(Dataset excerpt)
════════════════════

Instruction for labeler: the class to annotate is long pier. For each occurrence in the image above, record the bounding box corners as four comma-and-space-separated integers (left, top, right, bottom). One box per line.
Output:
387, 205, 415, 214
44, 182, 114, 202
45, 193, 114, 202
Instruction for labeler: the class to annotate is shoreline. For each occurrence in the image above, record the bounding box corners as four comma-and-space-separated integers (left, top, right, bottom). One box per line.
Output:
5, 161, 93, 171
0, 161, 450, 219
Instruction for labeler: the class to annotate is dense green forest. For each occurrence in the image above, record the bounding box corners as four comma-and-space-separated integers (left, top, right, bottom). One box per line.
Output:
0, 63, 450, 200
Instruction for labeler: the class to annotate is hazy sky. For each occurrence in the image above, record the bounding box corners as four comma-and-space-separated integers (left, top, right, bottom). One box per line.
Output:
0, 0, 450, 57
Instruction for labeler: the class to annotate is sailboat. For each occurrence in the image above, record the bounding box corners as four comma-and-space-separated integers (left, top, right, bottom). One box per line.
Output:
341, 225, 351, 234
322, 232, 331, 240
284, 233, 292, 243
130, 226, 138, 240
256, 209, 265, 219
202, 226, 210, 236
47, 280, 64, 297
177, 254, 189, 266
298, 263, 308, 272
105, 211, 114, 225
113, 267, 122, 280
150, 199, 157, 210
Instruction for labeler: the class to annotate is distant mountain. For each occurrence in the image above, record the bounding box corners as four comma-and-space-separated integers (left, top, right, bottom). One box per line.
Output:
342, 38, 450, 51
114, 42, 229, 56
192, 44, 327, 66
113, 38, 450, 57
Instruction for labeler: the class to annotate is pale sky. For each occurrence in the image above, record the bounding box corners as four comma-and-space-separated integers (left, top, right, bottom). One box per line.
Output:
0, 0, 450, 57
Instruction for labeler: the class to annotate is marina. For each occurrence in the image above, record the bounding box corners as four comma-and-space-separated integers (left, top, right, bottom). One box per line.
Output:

════════════════════

Reproduce word for word the stretch of the entries from the line containing "Instruction for labeler: the class to annotate is distant" through the last line of the entries, including both ends.

Instruction for labeler: the class to annotate is distant mountain. For each occurrence in the image above, record the bounding box corners as four comma-and-space-separated integers (left, top, right, bottom). One box per line.
Output:
342, 38, 450, 51
114, 42, 229, 56
192, 44, 327, 66
113, 38, 450, 57
Instruction for labeler: the class to annotate is pale sky. For each occurrence in the image above, record the bounding box corners as four comma-and-space-separated integers (left, top, right, bottom). One box per line.
Output:
0, 0, 450, 57
Instruction for labeler: the class to annotate is marina. For each occurrence in the image above, record the bounding box corners as four comma-and-space-separated integers (left, top, right, bottom). One box per line.
Output:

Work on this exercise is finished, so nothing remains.